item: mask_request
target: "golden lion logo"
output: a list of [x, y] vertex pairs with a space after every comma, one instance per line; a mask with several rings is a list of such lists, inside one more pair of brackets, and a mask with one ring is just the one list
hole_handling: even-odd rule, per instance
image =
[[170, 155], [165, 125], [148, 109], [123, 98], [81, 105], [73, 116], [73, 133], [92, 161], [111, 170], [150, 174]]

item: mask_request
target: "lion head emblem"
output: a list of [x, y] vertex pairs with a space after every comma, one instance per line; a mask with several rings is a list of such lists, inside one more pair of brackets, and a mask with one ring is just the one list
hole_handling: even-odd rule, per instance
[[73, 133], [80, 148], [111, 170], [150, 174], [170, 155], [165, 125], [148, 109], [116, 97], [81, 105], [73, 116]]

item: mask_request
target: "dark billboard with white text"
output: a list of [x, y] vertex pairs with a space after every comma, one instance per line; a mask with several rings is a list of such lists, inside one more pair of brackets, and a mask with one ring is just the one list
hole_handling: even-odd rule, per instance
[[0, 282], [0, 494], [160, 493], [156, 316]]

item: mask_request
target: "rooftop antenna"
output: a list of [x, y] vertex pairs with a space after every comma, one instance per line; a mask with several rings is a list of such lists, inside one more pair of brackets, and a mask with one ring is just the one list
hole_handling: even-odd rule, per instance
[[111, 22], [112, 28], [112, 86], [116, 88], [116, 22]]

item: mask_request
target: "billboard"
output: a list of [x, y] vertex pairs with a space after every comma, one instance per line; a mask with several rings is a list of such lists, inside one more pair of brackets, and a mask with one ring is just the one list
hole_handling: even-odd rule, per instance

■ Task goal
Copy out all of the material above, putting "nonzero" in place of each "even-odd" and leaving everything else untouched.

■ Response
item: mask_request
target: "golden lion logo"
output: a list of [x, y] vertex pairs with a space after every comma, one instance per line; a mask with several rings is a list of such lists, inside one more pair of brackets, and a mask with one ring is just the one list
hole_handling: nonzero rule, per instance
image =
[[170, 155], [165, 125], [148, 109], [123, 98], [81, 105], [73, 116], [73, 133], [92, 161], [111, 170], [150, 174]]

item: mask_request
target: "lion head emblem"
output: a list of [x, y] vertex pairs with a space after every comma, one instance per line; a mask with several rings is a list of such lists, inside one more pair of brackets, and a mask with one ring is just the one list
hole_handling: nonzero rule, per instance
[[73, 133], [80, 148], [111, 170], [150, 174], [170, 155], [165, 125], [148, 109], [116, 97], [81, 105], [73, 116]]

item: mask_request
target: "dark billboard with white text"
output: a list of [x, y] vertex pairs with a space after every comma, one instance per line; a mask with several rings is a list of such lists, inside one more pair of brackets, and a mask with one ring is just the one list
hole_handling: nonzero rule, per instance
[[0, 282], [0, 494], [160, 493], [156, 316]]

item: mask_request
target: "rooftop antenna"
output: a list of [x, y] vertex pairs with a space after every comma, one instance per line; a mask with several rings is a list of such lists, inside one more pair of brackets, and a mask with one ring is just the one list
hole_handling: nonzero rule, per instance
[[111, 22], [112, 28], [112, 86], [116, 88], [116, 22]]

item: mask_request
target: "billboard"
output: a list of [x, y] vertex pairs with a space after every comma, one instance per line; a mask with several rings is a list of such lists, inside one more pair of brackets, and a mask with one ring is just the one list
hole_handling: nonzero rule, per instance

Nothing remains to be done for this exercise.